* **Action item**:
Your task is to transcribe the data in full.

* **Data under study**:
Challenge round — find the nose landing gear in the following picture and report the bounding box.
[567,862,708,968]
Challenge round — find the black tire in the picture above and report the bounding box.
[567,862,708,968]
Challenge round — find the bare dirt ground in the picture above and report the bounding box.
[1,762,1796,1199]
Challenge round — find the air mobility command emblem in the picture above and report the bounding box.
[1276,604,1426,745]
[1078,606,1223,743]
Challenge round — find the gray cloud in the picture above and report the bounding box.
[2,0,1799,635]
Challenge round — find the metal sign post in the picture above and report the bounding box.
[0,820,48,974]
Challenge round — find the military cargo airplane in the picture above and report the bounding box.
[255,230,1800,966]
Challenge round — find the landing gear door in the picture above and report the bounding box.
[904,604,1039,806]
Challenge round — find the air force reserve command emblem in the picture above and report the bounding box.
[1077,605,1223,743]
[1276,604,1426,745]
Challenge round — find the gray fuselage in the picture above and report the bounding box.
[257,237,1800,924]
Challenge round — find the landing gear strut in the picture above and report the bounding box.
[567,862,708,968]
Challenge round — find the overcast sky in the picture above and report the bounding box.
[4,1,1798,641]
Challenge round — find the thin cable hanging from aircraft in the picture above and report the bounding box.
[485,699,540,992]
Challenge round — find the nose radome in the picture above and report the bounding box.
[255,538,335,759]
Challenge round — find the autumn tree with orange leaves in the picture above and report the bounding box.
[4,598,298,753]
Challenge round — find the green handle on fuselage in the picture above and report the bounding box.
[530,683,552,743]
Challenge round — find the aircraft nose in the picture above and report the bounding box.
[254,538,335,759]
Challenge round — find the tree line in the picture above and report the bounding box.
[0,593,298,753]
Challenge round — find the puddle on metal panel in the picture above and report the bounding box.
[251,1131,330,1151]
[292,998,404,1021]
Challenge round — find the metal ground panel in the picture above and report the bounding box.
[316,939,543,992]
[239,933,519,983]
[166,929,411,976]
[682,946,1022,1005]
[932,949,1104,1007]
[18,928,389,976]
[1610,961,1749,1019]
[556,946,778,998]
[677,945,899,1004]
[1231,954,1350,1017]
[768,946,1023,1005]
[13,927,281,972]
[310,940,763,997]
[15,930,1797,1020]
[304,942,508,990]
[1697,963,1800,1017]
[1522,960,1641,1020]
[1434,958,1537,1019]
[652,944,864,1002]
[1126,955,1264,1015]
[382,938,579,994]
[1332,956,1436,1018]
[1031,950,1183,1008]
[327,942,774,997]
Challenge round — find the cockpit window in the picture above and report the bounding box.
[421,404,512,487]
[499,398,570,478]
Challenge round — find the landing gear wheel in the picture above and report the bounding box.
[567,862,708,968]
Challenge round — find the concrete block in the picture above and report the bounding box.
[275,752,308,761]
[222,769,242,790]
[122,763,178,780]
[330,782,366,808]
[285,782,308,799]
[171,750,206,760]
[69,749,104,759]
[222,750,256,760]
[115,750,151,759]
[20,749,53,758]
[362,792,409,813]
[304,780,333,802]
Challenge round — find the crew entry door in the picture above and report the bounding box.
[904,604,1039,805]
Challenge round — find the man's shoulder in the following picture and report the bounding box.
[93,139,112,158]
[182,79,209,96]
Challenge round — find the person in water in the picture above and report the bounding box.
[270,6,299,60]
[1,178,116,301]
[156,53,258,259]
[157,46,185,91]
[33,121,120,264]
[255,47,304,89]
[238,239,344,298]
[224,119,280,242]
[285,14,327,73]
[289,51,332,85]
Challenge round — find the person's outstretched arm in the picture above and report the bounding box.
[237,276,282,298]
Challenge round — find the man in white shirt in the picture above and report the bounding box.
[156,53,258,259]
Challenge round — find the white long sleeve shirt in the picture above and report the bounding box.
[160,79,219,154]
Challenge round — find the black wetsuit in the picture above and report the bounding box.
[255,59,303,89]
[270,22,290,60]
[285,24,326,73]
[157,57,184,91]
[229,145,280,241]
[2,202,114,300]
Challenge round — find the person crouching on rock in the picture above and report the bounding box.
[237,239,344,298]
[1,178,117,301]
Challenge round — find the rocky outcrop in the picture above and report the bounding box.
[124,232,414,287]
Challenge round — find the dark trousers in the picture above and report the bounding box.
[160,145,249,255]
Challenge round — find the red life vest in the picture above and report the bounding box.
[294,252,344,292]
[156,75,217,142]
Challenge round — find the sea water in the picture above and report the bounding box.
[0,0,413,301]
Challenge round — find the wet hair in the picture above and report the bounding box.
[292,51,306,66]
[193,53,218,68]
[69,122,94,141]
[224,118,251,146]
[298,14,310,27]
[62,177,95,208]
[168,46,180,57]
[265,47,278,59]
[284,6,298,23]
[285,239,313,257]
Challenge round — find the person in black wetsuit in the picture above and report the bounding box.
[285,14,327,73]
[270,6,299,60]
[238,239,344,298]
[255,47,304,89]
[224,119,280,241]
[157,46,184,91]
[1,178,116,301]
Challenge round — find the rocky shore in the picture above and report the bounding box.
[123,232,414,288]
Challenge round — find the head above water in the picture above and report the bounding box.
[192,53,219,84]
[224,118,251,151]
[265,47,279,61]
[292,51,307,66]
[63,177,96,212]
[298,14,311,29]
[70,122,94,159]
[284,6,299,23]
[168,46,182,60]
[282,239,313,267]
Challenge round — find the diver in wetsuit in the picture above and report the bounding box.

* **The completed task**:
Challenge round — find the nose landing gear in the following picture and report the bounding box.
[567,862,708,968]
Challenge round — find the black tire in the picture above and report the bounding box.
[567,862,708,968]
Challenge round — find the bare dirt ground in the picture above and report the bounding box.
[1,762,1796,1199]
Challenge round — find the air mobility command emblem in the picture above and report the bounding box.
[1276,604,1426,745]
[1078,606,1223,743]
Challenge round — find the gray cloud in the picture above and report the bounding box.
[2,0,1799,635]
Challenge round — find the metal sign post in the picture above and report the bounding box.
[0,820,48,974]
Challenge round — find the military cargo airplane in the picture above and report the bounding box.
[255,230,1800,966]
Challenge round — find the landing gear door in the picture above and report the bounding box.
[904,604,1039,806]
Challenge round — find the air force reserve command emblem in the picture above and report the bounding box.
[1077,605,1223,743]
[1276,604,1426,745]
Challenge round — find the gray fuselage in the picture above and report the bounding box.
[257,237,1800,924]
Challenge round — find the landing gear strut in the picture above and report the bounding box.
[567,862,708,968]
Challenge round — find the overcast sky in the picture above and report the bounding box.
[4,1,1798,641]
Challenge round — find the thin cable hanging from aircraft in the picture above and report the bounding box.
[485,699,540,992]
Challenge round — find the nose radome in the picture above and report the bounding box.
[255,538,335,759]
Challenge round — find the autumn tree with orange leaves in the picture above and report the bounding box.
[4,598,298,753]
Challenge round — find the green handle on fuselage in the picture above and report the bounding box.
[530,683,552,743]
Challenge round — find the aircraft nose in the picture above and report the bounding box.
[254,538,335,759]
Challenge round — find the tree line in the picture above and report the bounding box.
[0,593,298,753]
Challenge round — find the puddle on metal panel in the picture above and report the bounding box.
[251,1131,330,1151]
[292,998,404,1021]
Challenge round — find the metal ground panel in the picture above and report the bounding box.
[316,939,543,992]
[239,933,519,983]
[166,929,411,976]
[682,946,1022,1005]
[932,949,1104,1007]
[18,928,389,976]
[1610,961,1749,1019]
[556,946,778,998]
[677,945,899,1004]
[1231,954,1350,1017]
[768,946,1023,1005]
[13,927,281,972]
[310,940,763,997]
[15,930,1797,1020]
[304,942,508,990]
[1697,963,1800,1017]
[1522,960,1641,1020]
[1434,958,1537,1019]
[652,944,864,1002]
[1126,955,1264,1015]
[382,938,579,994]
[1332,956,1436,1018]
[1031,950,1183,1008]
[327,942,774,997]
Challenge round — find the cockpit window in the picture above and report the bounding box.
[421,404,512,487]
[499,398,570,478]
Challenge round — find the landing gear wheel in the picture above and report the bounding box.
[567,862,708,968]
Challenge round — find the concrete block in the picture above and report the bounding box.
[275,752,308,761]
[222,769,242,790]
[122,763,178,780]
[330,782,366,808]
[285,782,308,799]
[171,750,206,760]
[69,749,104,759]
[222,750,256,760]
[115,750,151,759]
[20,749,53,758]
[362,792,409,813]
[304,780,333,802]
Challenge round — find the crew entry door in the picture above and report the bounding box.
[904,604,1039,805]
Challenge round — find the man's shoulder in the following picture and report the bounding box.
[93,139,112,158]
[182,79,209,96]
Challenge round — find the person in water in the picture above and report the bounding box.
[270,6,299,60]
[1,178,116,301]
[156,53,258,259]
[157,46,185,91]
[33,121,120,264]
[255,47,304,89]
[238,239,344,298]
[224,119,280,242]
[285,14,327,73]
[289,51,332,85]
Challenge round — find the person's outstretched arm in the picture above and report the bounding box.
[237,276,282,298]
Challenge round — find the man in white shirt in the picture above and report the bounding box.
[156,53,258,259]
Challenge round — find the white long sleeve shirt in the picture above and report the bounding box.
[160,79,219,154]
Challenge round — find the black wetsuit in the picture above and report the bounding box.
[255,59,303,89]
[270,22,290,60]
[285,24,326,73]
[157,57,184,91]
[229,145,280,241]
[2,202,114,300]
Challenge round — find the person crouching on rock in the picture above and report the bounding box.
[237,239,344,298]
[1,178,117,301]
Challenge round — find the rocky outcrop in the picture above and report the bounding box.
[124,232,414,287]
Challenge round — find the dark trousers in the picture above and report the bounding box.
[160,145,249,255]
Challenge round — find the red life vest in the picture above and report the bounding box.
[294,252,344,292]
[156,75,217,142]
Challenge round — find the sea water in the picture above and report the bounding box.
[0,0,413,301]
Challenge round — find the wet hair in the picture above and report the bounding box.
[292,51,306,66]
[193,53,218,68]
[69,122,94,141]
[224,118,251,146]
[298,14,310,27]
[62,177,95,208]
[168,46,180,57]
[265,47,278,59]
[284,6,298,23]
[285,239,313,257]
Challenge round — find the person in black wetsuit in the picture above and report the bounding box.
[285,14,327,73]
[270,6,299,60]
[238,239,344,298]
[255,47,304,89]
[224,119,280,241]
[157,46,184,91]
[1,178,116,301]
Challenge round — find the rocky shore in the picture above and report the bounding box.
[123,232,414,288]
Challenge round — find the head above water in the picture above and report the bounding box.
[192,53,219,84]
[224,118,251,151]
[265,47,279,61]
[292,51,307,66]
[63,177,96,212]
[298,14,311,29]
[70,122,94,159]
[284,6,299,23]
[168,46,182,60]
[282,239,313,267]
Challenge round — find the diver in wetsuit in the picture above and report the bounding box.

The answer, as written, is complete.